Consigna.
Por favor, responde con datos del texto sobre educar la inteligencia:
(a) ¿Para qué hay que educar la inteligencia?
(b) ¿Qué tres ejemplos se dan de realidades sin poder de iniciativa?
(c) ¿En qué consiste el reduccionismo?

Texto proporcionado.
Educar la inteligencia
Por Mª Ángeles Almacellas Bernadó
La
vocación y la misión de todo ser humano consiste en lograr el ideal adecuado
a su dignidad. Educar es, pues, ofrecer ese supremo valor –el ideal humano-
a la inteligencia y a la voluntad. Es de enorme importancia enseñar desde muy
temprano a los niños a reflexionar sobre sus experiencias, para no quedarse
en sus impresiones, deseos e impulsos inmediatos y dejar, así su vida vacía
de sentido. Esto exige educar la inteligencia para alcanzar la capacidad de
pensar con rigor y la voluntad de vivir de forma creativa[1].
Pensamiento riguroso
El niño tiene en sí mismo la capacidad de pensar, y a nosotros nos
corresponde enseñarle a pensar bien. A nuestro alrededor hay realidades que,
en sí mismas, no tienen poder de iniciativa, como un martillo, una piedra,
unos zapatos... Estos “objetos” están frente al hombre, le son distintos,
externos y extraños, y él puede analizarlos sin comprometer su propio ser.
Sin embargo hay otras realidades que, aun presentando las mismas
características que un “objeto” –ocupan un lugar en el espacio, son
mensurables, asibles, etc...-, en cierto sentido son indelimitables. Por
ejemplo, una persona. En cuanto ser corpóreo, puede ser pesada, medida,
tocada..., pero ¿puede delimitarse lo que abarca en el aspecto familiar, el
ético, el religioso, el afectivo...? Está claro que no, pues el ser humano,
aunque tiene una dimensión objetiva, constituye todo un ámbito de realidad.
Y la misma diferencia existe entre los meros hechos de la vida cotidiana y los
acontecimientos. Cada día aterrizan cientos de aviones que realizan
travesías intercontinentales. Pero, la primera vez que un avión consiguió
sobrevolar el Atlántico, su hazaña supuso todo un acontecimiento de enormes
repercusiones para el futuro. A diario disfruta el niño del amor abnegado de
sus padres, de sus cuidados y atenciones. Pero hay un día al año de
resonancia muy especial: el aniversario de su nacimiento. Constituye un
ámbito de agradecimiento, porque un día vino a la existencia; de alegría,
porque ahora forma parte de la familia; de gozo, por poder compartir la vida
con él. Es la fiesta de la participación en el hogar.
Si vemos todo borrosamente y no distinguimos unas realidades de otras,
empobrecemos peligrosamente nuestra existencia, pues sólo los ámbitos pueden
encontrarse entre sí, no los objetos. Con meros objetos no podemos tener
experiencias de encuentro, que son las que llevan al hombre a su realización
personal. Por eso, lo decisivo en la vida es elevar todo lo posible los
objetos a condición de ámbitos, y evitar en toda circunstancia practicar el
reduccionismo, que consiste en reducir de valor las realidades y
acontecimientos de la vida.

Datos proporcionados.
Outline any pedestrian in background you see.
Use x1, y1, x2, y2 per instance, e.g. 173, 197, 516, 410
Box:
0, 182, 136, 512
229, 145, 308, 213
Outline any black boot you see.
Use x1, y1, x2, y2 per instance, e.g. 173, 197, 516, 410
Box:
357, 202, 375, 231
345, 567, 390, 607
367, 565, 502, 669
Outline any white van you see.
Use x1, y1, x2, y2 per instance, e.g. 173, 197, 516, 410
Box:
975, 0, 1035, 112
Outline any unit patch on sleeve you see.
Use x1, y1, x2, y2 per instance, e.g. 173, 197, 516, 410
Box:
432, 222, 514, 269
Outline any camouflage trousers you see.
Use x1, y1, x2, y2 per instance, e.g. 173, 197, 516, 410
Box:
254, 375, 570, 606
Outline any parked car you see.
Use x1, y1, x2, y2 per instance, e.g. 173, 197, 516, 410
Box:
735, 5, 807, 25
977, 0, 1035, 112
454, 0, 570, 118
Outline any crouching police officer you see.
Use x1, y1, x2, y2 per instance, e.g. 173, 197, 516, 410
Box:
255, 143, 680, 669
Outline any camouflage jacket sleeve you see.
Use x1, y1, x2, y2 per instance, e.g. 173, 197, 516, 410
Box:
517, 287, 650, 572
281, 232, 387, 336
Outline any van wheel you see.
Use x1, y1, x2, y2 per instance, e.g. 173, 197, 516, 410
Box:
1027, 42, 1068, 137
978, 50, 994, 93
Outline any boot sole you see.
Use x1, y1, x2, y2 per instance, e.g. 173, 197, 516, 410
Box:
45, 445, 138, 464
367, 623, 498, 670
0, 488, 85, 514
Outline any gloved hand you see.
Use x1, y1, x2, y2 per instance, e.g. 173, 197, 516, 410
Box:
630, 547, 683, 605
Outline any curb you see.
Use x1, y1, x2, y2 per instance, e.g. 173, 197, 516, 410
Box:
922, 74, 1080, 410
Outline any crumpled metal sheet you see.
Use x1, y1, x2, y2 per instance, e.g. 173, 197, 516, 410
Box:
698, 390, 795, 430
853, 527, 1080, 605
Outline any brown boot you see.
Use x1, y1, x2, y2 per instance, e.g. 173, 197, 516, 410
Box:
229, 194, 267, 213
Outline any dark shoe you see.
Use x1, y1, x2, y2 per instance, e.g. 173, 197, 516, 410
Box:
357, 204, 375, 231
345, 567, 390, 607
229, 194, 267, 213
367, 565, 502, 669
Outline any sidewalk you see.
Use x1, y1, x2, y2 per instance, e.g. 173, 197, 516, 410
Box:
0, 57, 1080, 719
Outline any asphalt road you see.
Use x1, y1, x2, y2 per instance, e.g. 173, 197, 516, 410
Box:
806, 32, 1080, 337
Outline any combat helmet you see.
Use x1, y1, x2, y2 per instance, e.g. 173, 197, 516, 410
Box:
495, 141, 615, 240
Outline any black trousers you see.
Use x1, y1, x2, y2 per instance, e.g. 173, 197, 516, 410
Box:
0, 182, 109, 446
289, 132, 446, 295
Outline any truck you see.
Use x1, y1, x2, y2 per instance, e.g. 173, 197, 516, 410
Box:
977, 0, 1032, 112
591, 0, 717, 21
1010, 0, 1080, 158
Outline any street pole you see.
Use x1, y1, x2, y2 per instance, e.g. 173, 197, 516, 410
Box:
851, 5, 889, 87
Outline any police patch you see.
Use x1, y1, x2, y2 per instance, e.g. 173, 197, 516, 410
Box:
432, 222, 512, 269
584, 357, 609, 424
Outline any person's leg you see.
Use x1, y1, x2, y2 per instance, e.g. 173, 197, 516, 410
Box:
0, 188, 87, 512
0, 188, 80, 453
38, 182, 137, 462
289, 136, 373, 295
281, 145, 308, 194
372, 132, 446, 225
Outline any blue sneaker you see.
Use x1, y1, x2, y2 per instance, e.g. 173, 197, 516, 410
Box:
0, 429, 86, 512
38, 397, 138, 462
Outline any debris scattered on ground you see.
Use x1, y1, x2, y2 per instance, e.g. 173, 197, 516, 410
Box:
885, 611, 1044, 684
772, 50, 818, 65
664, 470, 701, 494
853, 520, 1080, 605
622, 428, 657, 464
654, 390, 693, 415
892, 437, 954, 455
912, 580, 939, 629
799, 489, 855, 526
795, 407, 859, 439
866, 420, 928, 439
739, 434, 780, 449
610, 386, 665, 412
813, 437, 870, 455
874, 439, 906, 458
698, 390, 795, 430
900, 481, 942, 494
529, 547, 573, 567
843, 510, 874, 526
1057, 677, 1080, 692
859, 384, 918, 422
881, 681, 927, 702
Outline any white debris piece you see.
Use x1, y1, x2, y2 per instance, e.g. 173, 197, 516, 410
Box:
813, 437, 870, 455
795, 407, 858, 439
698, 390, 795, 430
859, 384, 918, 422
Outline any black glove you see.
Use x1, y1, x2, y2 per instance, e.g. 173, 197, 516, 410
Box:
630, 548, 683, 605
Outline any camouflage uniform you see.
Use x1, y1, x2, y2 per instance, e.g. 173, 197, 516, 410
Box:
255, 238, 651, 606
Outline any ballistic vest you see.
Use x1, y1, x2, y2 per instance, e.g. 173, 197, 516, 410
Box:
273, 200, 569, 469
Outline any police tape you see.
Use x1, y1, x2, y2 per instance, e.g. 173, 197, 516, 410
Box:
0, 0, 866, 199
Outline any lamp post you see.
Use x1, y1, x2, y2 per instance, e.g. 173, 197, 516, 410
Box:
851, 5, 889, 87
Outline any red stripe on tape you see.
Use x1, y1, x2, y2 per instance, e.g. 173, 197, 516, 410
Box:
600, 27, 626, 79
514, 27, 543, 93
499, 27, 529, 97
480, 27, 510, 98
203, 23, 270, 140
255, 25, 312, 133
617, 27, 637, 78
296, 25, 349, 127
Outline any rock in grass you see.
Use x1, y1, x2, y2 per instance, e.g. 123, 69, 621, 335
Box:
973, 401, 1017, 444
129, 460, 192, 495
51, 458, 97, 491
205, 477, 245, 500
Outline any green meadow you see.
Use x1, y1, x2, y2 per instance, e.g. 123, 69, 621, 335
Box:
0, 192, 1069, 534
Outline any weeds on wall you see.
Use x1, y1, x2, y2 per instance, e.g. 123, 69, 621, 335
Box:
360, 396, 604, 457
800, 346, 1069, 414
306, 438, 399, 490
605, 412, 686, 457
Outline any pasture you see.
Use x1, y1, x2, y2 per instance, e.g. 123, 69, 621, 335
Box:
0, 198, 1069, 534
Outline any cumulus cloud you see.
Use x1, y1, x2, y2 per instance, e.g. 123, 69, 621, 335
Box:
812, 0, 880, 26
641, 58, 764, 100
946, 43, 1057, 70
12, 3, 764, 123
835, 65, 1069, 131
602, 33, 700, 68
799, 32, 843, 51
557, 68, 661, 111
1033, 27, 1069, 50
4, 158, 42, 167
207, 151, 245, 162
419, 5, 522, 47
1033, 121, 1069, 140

Solución del problema.
(a) Para alcanzar la capacidad de pensar con rigor y la voluntad de vivir de forma creativa.
(b) Un martillo, una piedra y unos zapatos.
(c) En reducir de valor las realidades y acontecimientos de la vida.